▸ **Aim of the exercise**
What you return should be the entries, unchanged, without their pictures.

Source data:
=== Begin Enclosure ===

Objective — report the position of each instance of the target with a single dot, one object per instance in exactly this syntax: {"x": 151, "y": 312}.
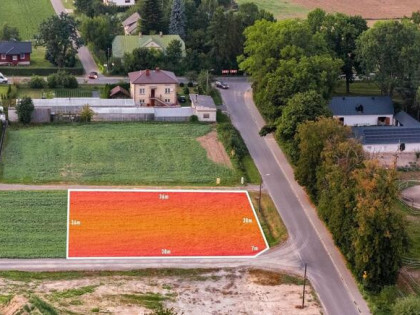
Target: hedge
{"x": 27, "y": 72}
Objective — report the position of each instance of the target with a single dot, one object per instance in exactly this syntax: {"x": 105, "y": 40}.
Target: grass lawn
{"x": 274, "y": 230}
{"x": 26, "y": 15}
{"x": 111, "y": 153}
{"x": 33, "y": 224}
{"x": 281, "y": 9}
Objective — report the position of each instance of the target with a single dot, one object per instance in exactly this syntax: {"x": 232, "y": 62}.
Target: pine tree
{"x": 151, "y": 17}
{"x": 177, "y": 22}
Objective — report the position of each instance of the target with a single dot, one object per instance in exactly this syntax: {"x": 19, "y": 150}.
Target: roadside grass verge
{"x": 111, "y": 153}
{"x": 273, "y": 227}
{"x": 281, "y": 9}
{"x": 33, "y": 224}
{"x": 26, "y": 15}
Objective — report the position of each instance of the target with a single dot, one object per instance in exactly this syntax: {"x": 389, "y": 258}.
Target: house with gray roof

=== End Enclosure ===

▸ **Answer below**
Objective — report the position of each instance of the target with a single dot, one object per instance in exactly this syntax: {"x": 151, "y": 312}.
Target: hedge
{"x": 27, "y": 72}
Objective — report the position of each instance of the target with a single dot, one object per instance in exactly this syntax: {"x": 105, "y": 40}.
Target: grass lawn
{"x": 274, "y": 230}
{"x": 26, "y": 15}
{"x": 111, "y": 153}
{"x": 33, "y": 224}
{"x": 281, "y": 9}
Objective — report the position of each instance of the target with a single dot, one object per instance in exactly this syntax: {"x": 232, "y": 62}.
Target: pine tree
{"x": 151, "y": 17}
{"x": 177, "y": 22}
Objective — report the position of each instance of the target with a single dot, one object per instance in exactly this syntax: {"x": 19, "y": 150}.
Target: roadside grass verge
{"x": 111, "y": 153}
{"x": 273, "y": 227}
{"x": 281, "y": 9}
{"x": 33, "y": 224}
{"x": 26, "y": 15}
Objective — report the position of each instance of the target with a single dot, one object per instance in exactly this syntax: {"x": 389, "y": 258}.
Target: house with gray roof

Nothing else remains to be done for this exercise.